begin GIVEN RECORDS

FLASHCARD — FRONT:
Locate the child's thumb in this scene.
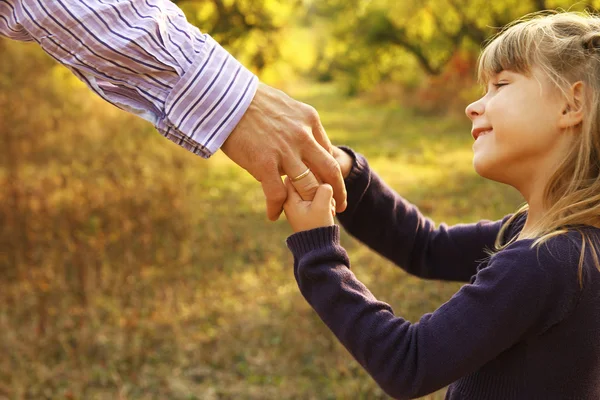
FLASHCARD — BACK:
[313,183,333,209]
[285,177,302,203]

end GIVEN RECORDS

• **THE PROBLEM**
Rewrite all of the records above, substituting "image" for "scene" and keeping everything else the same. Leave the pictures out of your answer.

• **RESULT BELOW**
FLASHCARD — FRONT:
Locate the child's thumb in this image.
FLASHCARD — BACK:
[313,183,333,209]
[285,177,302,203]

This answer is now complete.